▸ **EXERCISES TO COMPLETE**
1. According to the passage about Richard Rogers below, why did Rogers and Hart break up? Answer in one to three sentences.
2. Extend the passage about Richard Rogers below, beginning after its final sentence.

▸ **SELECTED EXTRACT**
--- BEGIN ---

Richard Rogers was born to a moderately wealthy Jewish family in New York City. He was composing music for the stage by the time he was seventeen. He had his first Broadway hit by the time he was 24, and after he partnered with Lorenz Hart produced one hit after another. In the meantime, he married the fragile beauty Dorothy, had two daughters and became increasingly wealthy. Sounds like a trip to the pinnacle, a stairway to the stars, doesn't it? Well, not exactly. Rogers and Hart broke up mainly because of Hart's alcoholism and mental fragility. But Rogers got the rap for "deserting" him and banning him from the theatre. This wasn't quite fair to Rogers, but it wasn't untrue either. Rogers' storybook marriage was complex also. Dorothy was a perfectionist and emotionally needy. Rogers' response was a parade of infidelity. And yet. I believe Rogers loved her all his life as much as he was able to love anyone, and she fulfilled some deep-seated need in him. As parents, they both were failures. The daughters were marginally fonder of Richard who they considered distant and savagely critical. Dorothy was seen as a selfish tyrant. The daughters' recollections are not kind. His last years were a combination of poor health, increasing alcoholism, and being out of touch with modern day musicals. Yet honors were heaped upon him and the money kept pouring in.

--- END ---

▸ **RECORDS SUPPLIED**

--- BEGIN ---

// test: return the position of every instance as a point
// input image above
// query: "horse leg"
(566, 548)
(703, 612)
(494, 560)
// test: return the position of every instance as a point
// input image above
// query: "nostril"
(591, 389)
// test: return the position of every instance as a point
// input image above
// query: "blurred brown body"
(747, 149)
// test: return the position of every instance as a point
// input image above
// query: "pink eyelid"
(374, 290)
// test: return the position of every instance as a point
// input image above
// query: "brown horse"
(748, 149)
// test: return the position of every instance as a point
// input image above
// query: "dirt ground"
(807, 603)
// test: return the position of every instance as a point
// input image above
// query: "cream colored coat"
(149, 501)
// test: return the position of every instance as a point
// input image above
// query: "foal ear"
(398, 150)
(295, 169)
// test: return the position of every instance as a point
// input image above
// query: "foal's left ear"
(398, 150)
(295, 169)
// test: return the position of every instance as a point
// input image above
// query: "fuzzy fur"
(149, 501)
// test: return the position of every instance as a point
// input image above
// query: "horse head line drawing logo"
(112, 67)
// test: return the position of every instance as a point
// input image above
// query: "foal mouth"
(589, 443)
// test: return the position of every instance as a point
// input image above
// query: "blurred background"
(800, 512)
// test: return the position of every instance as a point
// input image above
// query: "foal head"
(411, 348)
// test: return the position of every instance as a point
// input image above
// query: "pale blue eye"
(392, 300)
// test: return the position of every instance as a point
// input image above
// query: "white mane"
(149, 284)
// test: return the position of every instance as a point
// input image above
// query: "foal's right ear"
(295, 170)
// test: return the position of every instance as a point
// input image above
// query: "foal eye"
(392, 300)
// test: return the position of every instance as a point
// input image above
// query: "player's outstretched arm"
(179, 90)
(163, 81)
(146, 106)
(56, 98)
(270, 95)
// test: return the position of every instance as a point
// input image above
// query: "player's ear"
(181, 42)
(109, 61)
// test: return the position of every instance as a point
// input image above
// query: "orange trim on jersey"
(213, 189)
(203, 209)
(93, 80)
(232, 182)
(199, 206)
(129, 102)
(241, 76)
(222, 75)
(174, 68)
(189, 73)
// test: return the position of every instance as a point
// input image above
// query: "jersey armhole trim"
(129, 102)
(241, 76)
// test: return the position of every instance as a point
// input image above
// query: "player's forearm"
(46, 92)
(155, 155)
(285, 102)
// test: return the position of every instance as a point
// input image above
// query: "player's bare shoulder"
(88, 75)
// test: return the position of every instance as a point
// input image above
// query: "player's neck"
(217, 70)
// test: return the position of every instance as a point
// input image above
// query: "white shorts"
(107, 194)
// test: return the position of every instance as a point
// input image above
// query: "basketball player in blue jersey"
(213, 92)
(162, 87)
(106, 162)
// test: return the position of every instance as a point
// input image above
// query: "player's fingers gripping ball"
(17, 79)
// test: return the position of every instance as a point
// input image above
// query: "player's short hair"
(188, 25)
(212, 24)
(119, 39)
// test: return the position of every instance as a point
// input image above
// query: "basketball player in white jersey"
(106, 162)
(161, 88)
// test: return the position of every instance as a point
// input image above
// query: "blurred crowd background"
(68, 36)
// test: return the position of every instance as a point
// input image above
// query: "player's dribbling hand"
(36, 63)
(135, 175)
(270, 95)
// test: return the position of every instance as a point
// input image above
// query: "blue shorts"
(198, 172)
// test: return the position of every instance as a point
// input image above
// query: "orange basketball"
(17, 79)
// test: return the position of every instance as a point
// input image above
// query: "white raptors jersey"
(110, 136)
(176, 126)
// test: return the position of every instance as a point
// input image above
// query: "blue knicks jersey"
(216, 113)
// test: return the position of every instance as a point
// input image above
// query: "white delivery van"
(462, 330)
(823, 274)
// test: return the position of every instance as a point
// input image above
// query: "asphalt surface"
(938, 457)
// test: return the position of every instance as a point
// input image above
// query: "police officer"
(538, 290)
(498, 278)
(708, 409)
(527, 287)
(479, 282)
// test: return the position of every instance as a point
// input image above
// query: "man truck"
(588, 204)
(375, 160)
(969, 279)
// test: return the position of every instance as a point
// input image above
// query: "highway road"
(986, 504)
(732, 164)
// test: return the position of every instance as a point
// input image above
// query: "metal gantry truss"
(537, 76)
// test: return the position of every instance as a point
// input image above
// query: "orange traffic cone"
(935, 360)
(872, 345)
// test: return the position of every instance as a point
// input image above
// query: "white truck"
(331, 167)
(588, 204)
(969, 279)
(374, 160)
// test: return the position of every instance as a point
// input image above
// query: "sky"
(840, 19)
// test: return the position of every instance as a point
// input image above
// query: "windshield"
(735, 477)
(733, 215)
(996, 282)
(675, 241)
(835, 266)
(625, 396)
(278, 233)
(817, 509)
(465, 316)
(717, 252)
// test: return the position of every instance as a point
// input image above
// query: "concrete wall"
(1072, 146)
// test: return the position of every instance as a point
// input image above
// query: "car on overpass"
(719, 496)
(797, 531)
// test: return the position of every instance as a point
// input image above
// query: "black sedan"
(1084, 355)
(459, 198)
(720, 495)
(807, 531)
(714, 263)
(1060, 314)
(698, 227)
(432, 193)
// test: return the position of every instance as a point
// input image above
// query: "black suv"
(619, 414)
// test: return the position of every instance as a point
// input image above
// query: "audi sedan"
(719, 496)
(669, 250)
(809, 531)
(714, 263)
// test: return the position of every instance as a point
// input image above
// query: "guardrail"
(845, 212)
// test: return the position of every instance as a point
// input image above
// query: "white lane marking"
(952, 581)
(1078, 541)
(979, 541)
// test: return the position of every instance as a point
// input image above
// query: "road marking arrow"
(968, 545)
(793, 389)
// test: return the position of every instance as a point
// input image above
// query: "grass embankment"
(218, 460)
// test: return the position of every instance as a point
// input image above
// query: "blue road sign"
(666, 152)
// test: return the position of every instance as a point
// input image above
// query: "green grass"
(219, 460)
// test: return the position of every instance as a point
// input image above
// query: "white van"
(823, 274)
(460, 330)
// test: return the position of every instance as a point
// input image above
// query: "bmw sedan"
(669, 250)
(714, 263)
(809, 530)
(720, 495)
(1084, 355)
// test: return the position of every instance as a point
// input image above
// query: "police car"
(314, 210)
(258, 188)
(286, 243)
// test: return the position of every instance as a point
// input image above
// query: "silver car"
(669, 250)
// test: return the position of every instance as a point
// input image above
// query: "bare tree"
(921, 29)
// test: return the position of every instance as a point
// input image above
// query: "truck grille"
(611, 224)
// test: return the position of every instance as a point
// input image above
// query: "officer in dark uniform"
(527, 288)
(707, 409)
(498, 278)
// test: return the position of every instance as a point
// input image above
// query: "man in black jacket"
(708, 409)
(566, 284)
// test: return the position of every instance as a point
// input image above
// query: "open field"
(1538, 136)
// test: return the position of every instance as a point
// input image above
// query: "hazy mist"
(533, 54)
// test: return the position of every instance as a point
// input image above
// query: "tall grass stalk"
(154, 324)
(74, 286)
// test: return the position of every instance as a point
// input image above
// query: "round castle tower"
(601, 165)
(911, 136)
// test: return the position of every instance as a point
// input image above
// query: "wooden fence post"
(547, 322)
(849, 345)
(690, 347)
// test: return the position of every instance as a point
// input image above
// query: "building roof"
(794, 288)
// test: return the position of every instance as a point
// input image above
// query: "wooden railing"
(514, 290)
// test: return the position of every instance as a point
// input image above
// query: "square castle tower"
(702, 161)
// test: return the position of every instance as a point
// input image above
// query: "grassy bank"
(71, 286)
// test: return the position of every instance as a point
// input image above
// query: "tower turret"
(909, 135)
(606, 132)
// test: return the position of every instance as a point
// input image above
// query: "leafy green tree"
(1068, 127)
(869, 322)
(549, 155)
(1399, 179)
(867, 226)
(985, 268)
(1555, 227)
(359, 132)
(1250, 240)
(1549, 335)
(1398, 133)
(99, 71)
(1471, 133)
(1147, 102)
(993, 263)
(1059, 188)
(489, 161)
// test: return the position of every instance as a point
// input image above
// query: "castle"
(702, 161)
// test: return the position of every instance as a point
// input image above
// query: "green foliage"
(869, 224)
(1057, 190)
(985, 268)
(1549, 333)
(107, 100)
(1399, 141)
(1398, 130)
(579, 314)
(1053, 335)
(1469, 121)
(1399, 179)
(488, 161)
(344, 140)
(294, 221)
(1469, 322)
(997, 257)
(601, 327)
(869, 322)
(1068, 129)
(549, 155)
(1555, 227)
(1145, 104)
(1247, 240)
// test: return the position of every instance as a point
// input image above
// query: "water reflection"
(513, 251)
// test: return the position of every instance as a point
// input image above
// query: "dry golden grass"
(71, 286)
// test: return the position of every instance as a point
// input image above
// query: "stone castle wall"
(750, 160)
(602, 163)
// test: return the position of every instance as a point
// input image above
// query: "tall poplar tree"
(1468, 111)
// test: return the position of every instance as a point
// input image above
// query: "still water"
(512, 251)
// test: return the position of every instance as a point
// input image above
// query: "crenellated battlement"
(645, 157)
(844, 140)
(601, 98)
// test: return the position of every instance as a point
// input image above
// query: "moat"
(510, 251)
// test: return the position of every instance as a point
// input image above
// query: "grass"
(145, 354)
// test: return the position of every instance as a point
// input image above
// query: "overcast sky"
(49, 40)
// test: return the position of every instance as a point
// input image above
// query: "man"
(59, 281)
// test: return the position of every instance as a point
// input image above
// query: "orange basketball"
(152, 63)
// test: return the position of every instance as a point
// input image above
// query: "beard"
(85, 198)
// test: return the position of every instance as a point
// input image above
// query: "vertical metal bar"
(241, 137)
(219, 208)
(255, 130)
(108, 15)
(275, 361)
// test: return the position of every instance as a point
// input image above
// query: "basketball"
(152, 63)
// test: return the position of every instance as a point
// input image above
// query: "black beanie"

--- END ---

▸ **RESPONSES PER TASK**
1. Rogers and Hart broke up mainly because of Hart's alcoholism and mental fragility.

2.
Ms. Secrest did a mountain of research, and it shows. She not only had the full cooperation of his daughters; they commissioned her to do the work. The book is well notated and indexed, and has a bibliography. She gives a fair and balanced accounting of a many-sided man. There are not many lighthearted moments, but Richard Rogers was not a lighthearted man.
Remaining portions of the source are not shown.